> _WHAT THE EXERCISE ASKS_
Write out nothing but the lines from the one containing "of the brick" through the last line below, both included, and without the pictures.

> _RECORDED DATA_
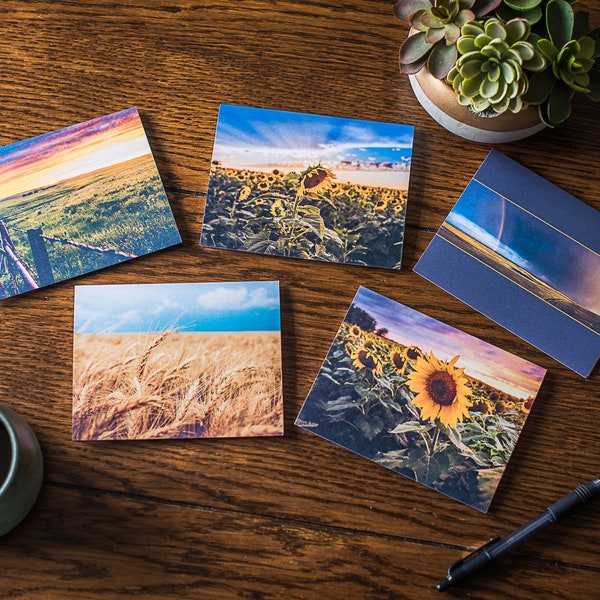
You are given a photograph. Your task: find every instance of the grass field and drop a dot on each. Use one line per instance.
(122, 207)
(177, 385)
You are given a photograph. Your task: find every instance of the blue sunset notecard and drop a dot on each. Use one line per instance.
(527, 255)
(79, 199)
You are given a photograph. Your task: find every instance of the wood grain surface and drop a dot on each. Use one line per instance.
(289, 517)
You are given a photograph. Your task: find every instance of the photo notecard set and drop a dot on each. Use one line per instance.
(308, 186)
(421, 398)
(527, 255)
(77, 200)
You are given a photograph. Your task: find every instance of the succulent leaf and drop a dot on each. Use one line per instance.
(522, 5)
(559, 22)
(403, 9)
(490, 74)
(441, 60)
(506, 13)
(581, 25)
(483, 7)
(516, 29)
(432, 36)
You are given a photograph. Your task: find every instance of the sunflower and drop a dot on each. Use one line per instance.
(244, 193)
(398, 360)
(412, 353)
(354, 332)
(381, 204)
(440, 389)
(526, 406)
(315, 179)
(277, 209)
(364, 357)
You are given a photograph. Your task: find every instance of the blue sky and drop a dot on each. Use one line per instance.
(185, 307)
(480, 359)
(263, 139)
(527, 241)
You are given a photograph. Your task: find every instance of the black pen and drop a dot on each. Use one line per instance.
(498, 547)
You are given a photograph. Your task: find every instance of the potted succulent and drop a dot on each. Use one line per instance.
(499, 70)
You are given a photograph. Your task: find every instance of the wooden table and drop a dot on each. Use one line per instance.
(292, 516)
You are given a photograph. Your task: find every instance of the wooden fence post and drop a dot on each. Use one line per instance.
(40, 256)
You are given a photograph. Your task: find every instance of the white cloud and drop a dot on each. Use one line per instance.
(237, 298)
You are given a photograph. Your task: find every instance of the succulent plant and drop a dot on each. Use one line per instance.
(530, 10)
(438, 24)
(490, 73)
(572, 50)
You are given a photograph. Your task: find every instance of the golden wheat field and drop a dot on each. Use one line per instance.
(177, 385)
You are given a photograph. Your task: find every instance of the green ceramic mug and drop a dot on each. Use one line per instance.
(21, 469)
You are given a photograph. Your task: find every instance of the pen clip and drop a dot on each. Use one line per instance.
(475, 552)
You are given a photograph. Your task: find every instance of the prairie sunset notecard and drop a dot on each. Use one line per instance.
(77, 200)
(421, 398)
(526, 254)
(308, 186)
(181, 360)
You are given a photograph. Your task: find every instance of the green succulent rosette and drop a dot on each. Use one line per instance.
(490, 73)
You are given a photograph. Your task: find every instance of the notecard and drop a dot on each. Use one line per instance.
(77, 200)
(179, 360)
(527, 255)
(308, 186)
(421, 398)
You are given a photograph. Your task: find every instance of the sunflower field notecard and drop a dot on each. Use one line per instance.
(77, 200)
(421, 398)
(180, 360)
(308, 186)
(526, 254)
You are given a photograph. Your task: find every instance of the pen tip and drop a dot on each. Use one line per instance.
(443, 585)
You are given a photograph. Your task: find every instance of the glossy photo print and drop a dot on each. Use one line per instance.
(183, 360)
(308, 186)
(77, 200)
(421, 398)
(526, 254)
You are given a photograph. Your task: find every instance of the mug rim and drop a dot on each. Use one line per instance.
(13, 455)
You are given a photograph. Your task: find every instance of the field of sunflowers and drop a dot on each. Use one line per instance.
(415, 414)
(307, 214)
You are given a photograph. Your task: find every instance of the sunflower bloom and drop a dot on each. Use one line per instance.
(441, 390)
(244, 193)
(314, 180)
(277, 209)
(398, 360)
(364, 357)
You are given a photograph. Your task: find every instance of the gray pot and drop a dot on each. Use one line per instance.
(21, 469)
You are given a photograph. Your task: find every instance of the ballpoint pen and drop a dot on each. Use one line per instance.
(497, 547)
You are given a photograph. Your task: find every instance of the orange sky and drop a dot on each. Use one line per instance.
(53, 157)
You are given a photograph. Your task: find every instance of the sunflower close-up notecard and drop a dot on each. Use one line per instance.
(308, 186)
(421, 398)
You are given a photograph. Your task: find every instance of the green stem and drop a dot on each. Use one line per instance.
(294, 215)
(436, 437)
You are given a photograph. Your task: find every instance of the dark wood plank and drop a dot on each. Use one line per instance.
(293, 515)
(127, 546)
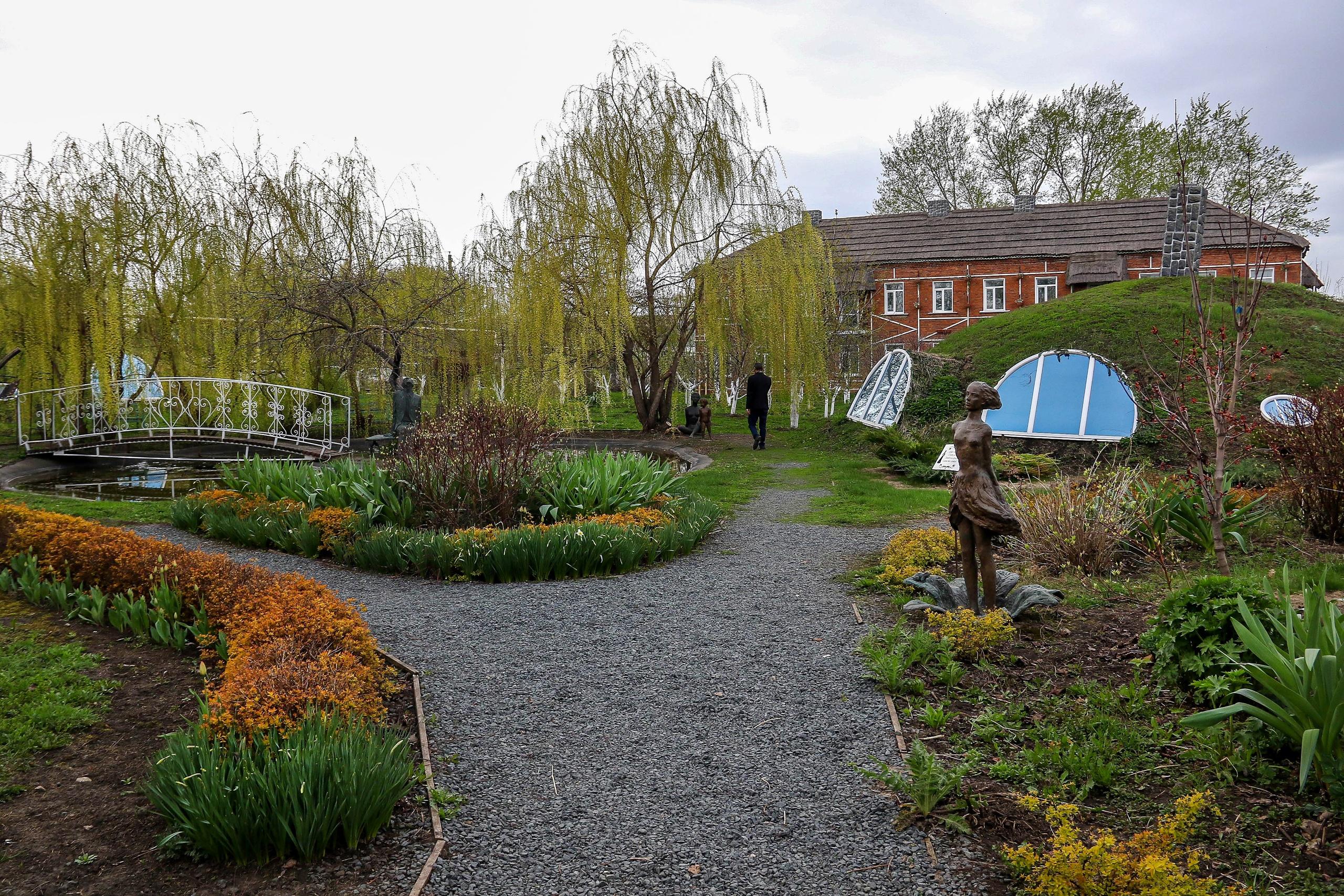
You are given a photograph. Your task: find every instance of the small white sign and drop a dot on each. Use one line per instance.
(948, 460)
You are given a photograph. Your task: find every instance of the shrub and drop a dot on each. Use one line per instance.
(941, 402)
(913, 551)
(1077, 523)
(1011, 465)
(1300, 676)
(1152, 863)
(927, 784)
(262, 616)
(1312, 453)
(355, 486)
(334, 781)
(972, 637)
(474, 465)
(909, 456)
(1193, 638)
(598, 483)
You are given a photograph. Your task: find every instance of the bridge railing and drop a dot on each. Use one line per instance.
(185, 407)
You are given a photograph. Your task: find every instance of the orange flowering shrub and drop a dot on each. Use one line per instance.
(337, 524)
(639, 518)
(292, 641)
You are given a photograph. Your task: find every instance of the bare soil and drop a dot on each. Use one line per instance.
(57, 820)
(1270, 829)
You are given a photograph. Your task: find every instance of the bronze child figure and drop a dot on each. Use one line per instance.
(978, 510)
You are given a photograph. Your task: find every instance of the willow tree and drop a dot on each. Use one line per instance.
(620, 231)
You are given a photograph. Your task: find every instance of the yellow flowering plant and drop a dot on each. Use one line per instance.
(913, 551)
(972, 637)
(1151, 863)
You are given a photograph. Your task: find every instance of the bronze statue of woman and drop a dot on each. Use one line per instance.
(978, 510)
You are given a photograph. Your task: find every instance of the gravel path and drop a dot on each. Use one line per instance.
(644, 735)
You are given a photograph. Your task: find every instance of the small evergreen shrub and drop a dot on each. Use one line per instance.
(909, 456)
(334, 781)
(942, 402)
(1193, 638)
(916, 551)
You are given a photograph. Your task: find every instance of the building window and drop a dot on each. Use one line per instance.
(896, 299)
(996, 294)
(942, 297)
(1047, 289)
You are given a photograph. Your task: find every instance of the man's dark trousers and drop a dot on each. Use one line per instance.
(759, 404)
(753, 418)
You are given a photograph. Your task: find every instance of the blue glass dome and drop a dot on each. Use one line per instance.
(1065, 395)
(1288, 410)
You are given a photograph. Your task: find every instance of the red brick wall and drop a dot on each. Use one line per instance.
(921, 327)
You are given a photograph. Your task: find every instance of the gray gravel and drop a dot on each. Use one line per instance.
(686, 729)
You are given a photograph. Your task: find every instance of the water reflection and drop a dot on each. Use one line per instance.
(143, 481)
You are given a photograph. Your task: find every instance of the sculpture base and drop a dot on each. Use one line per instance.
(945, 597)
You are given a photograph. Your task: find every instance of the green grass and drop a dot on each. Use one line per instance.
(105, 511)
(1116, 321)
(46, 695)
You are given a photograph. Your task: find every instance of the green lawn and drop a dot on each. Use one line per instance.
(1117, 321)
(836, 453)
(46, 695)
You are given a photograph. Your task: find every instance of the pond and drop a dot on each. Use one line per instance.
(167, 480)
(142, 481)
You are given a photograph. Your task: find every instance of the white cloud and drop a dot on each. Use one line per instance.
(457, 92)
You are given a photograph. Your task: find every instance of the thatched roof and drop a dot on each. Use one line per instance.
(1059, 230)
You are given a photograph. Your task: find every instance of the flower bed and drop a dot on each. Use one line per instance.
(601, 515)
(289, 653)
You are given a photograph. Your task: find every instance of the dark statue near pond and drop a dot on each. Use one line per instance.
(979, 511)
(405, 407)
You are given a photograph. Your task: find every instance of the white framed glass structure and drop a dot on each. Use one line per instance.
(996, 294)
(1065, 395)
(896, 299)
(882, 398)
(1288, 410)
(942, 297)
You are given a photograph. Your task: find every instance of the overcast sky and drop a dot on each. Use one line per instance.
(455, 94)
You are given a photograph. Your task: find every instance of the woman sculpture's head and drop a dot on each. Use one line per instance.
(982, 397)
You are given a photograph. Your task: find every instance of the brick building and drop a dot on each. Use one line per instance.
(911, 280)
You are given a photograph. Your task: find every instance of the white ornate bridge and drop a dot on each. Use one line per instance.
(131, 417)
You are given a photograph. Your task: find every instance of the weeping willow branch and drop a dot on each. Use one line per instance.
(624, 233)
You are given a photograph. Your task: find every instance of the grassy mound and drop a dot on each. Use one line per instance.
(1116, 321)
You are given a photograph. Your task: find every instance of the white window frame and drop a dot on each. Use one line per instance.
(1047, 284)
(1000, 285)
(894, 299)
(944, 289)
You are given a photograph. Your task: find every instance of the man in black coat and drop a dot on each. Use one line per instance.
(759, 405)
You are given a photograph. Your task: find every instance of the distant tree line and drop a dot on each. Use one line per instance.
(1090, 143)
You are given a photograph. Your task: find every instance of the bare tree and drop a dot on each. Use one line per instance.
(346, 272)
(933, 160)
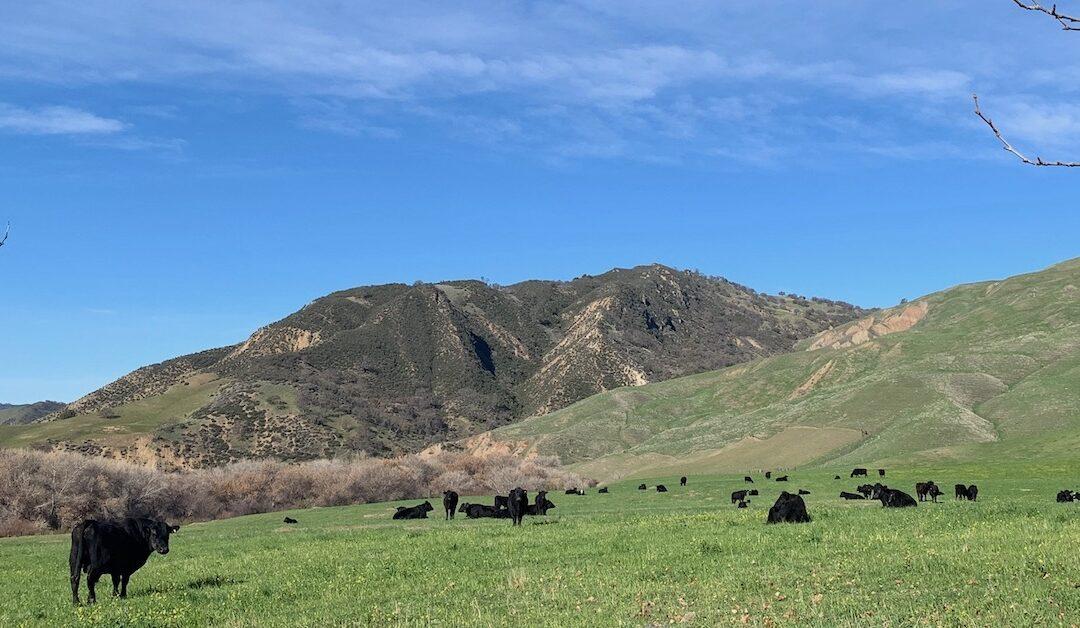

> _FINISHED TASK_
You are given a photograph. Your task: find every instance of the brick building and drop a dot on each. Use one line per instance.
(911, 280)
You are given a photograph. Your task: find every instance of the white ornate bridge and drop a dot on each. Use one line per instance.
(131, 417)
You are given a photograph. Your task: find every instance of the weeping willow branch and drop a dot on each. Use one line per instance.
(624, 233)
You are given a photograph. Your task: find every instance of the grassy mound and drop a dot on each. Use one line per instance.
(1116, 321)
You are given a photograph. Your task: find every instance of the white window frame and drop a dot on each. Use one line per instance.
(1047, 284)
(1000, 285)
(894, 299)
(944, 289)
You are given a photograph. Your task: find every instance of the man in black coat and drop a dot on each. Use one line per instance.
(759, 405)
You are given a photograph. Your task: find every instance of the distant tree line and drop a dot on each. Use one line per instance.
(1090, 143)
You are given a photograph. Your task: find every instance of the bare tree and drop a dot on each. Use one line per instance.
(346, 272)
(933, 160)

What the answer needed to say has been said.